Determine which lines of the records include the word "below", and copy them.

Exercise material Block Start

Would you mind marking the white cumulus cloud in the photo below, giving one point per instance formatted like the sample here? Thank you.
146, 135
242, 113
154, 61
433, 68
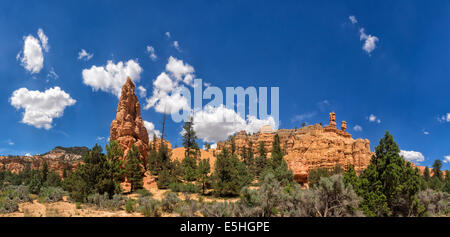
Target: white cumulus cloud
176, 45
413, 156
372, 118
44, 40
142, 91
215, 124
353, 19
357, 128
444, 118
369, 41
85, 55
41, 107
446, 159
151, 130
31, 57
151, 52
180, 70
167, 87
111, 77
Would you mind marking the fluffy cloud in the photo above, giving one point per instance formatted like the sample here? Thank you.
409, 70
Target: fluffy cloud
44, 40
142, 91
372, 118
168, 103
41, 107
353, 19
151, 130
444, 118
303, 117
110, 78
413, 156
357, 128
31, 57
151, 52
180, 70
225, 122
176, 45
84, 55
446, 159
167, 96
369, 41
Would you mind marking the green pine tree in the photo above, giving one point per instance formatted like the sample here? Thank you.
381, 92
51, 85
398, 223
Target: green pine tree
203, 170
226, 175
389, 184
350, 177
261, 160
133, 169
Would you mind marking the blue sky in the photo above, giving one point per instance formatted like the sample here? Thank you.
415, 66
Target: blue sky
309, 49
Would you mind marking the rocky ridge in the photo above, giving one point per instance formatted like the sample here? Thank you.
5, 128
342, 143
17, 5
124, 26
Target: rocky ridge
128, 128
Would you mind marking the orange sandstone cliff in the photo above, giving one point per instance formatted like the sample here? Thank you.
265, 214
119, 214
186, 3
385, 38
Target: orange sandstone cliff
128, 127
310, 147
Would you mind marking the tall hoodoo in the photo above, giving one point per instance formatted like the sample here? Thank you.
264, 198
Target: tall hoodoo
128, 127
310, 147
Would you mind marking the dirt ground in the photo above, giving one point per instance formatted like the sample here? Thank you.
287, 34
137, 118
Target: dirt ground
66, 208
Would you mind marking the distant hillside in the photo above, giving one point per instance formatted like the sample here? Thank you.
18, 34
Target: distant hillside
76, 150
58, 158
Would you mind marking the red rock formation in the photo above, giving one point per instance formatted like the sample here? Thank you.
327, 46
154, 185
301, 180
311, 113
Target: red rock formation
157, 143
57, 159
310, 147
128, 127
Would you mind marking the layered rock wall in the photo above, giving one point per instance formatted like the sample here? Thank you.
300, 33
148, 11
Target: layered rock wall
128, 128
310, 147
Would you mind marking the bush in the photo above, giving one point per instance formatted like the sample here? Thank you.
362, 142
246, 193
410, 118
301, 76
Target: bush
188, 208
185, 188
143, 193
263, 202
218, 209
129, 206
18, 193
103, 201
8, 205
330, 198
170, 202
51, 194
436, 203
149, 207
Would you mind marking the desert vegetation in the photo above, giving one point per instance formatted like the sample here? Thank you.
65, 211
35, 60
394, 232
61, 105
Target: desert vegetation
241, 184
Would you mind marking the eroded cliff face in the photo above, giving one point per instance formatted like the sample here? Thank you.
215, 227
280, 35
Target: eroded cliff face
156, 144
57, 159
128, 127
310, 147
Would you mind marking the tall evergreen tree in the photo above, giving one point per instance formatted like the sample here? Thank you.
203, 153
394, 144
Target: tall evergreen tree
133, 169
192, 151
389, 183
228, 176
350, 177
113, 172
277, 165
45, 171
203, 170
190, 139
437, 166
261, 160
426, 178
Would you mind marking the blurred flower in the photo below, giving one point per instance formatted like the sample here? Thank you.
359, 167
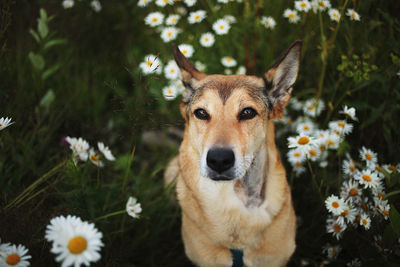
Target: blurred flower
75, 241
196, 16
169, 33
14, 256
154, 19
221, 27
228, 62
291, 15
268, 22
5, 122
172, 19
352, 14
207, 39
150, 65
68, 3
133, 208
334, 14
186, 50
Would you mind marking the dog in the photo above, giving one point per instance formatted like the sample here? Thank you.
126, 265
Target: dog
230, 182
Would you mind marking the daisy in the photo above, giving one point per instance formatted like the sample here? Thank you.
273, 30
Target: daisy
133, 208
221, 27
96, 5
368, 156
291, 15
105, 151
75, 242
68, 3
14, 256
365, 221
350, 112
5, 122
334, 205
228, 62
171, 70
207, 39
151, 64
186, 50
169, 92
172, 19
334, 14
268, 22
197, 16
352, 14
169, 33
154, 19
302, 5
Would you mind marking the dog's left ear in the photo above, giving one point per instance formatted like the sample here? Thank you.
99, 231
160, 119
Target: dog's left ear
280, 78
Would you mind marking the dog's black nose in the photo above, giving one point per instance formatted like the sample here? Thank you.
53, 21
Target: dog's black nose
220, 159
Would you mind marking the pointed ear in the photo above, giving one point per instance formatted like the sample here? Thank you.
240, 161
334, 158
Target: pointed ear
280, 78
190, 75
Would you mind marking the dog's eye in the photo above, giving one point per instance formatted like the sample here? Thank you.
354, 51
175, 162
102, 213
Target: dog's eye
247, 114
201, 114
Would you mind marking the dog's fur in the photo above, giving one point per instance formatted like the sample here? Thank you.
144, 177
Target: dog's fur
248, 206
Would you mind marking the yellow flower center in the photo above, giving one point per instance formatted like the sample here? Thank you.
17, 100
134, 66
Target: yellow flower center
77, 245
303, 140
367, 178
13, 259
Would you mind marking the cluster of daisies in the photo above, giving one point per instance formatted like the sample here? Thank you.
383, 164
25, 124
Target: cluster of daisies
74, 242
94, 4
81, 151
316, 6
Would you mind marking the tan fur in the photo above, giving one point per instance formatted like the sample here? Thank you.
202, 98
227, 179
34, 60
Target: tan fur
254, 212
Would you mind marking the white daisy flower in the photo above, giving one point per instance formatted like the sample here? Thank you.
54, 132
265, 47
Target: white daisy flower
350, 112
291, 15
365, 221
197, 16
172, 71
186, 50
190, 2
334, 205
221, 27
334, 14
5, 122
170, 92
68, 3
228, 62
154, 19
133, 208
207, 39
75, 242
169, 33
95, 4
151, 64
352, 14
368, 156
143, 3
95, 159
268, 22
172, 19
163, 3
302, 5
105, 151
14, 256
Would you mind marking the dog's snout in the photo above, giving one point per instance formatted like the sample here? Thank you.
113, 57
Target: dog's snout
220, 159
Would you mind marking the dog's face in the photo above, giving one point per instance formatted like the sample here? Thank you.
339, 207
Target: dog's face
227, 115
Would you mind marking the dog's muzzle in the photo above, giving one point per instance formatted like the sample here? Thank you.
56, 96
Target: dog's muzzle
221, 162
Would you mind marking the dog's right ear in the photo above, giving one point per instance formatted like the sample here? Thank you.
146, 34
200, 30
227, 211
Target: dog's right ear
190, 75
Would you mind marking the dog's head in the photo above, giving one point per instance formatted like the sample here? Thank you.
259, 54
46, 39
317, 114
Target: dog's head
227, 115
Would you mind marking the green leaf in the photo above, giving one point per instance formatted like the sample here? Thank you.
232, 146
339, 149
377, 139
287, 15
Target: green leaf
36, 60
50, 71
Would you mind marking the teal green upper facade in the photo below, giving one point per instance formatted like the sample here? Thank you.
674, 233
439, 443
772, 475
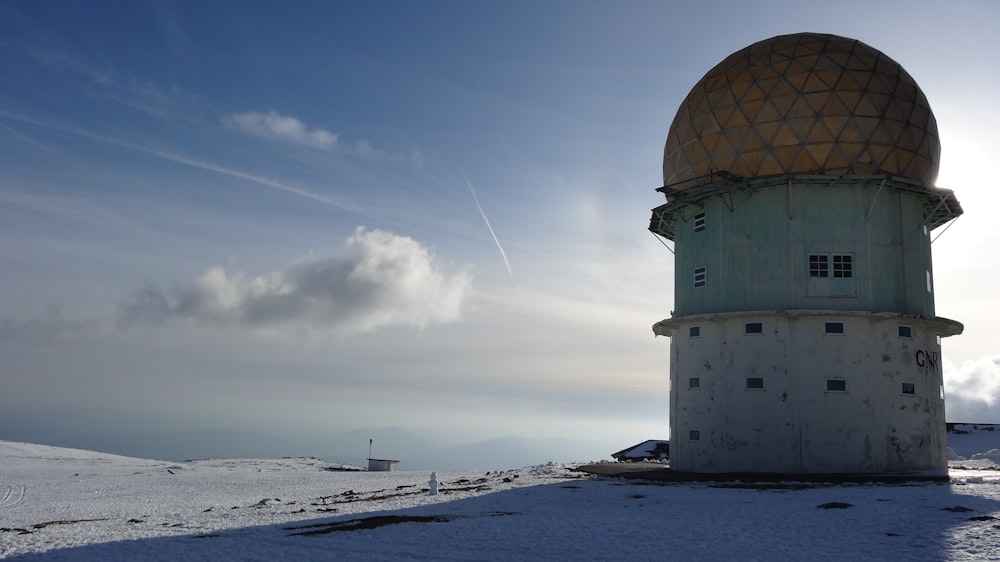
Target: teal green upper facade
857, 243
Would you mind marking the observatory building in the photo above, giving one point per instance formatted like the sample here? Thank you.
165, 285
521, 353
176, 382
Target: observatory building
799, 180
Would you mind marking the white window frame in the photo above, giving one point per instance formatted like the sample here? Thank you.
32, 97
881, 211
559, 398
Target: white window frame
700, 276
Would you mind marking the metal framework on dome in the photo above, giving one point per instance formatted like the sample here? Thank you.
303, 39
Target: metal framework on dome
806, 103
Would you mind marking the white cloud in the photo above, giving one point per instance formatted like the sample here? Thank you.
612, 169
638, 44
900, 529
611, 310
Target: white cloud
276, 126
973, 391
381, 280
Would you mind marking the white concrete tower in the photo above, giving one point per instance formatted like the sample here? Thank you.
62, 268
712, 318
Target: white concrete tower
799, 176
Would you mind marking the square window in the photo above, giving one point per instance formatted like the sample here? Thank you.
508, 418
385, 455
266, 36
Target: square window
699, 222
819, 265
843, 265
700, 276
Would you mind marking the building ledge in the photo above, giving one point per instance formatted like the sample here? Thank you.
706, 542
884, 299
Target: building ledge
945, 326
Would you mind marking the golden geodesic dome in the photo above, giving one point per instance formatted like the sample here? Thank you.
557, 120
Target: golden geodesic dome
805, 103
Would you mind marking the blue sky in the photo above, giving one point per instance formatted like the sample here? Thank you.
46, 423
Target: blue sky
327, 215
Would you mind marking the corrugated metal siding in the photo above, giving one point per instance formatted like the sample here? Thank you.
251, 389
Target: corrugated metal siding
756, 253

Exercise material Block End

- Expected output:
Would you mind marking the white cumulus cloud in the photo below, giving one point per instance formatted like the sample here? Thank you.
Would you mind marking the blurred flower in the photo below, giving one point per instance formatted like the sample here? Thank you.
Would you mind marking the teal green upper facade in the photo below, giving one point per instance formatted like the sample here? Thank you.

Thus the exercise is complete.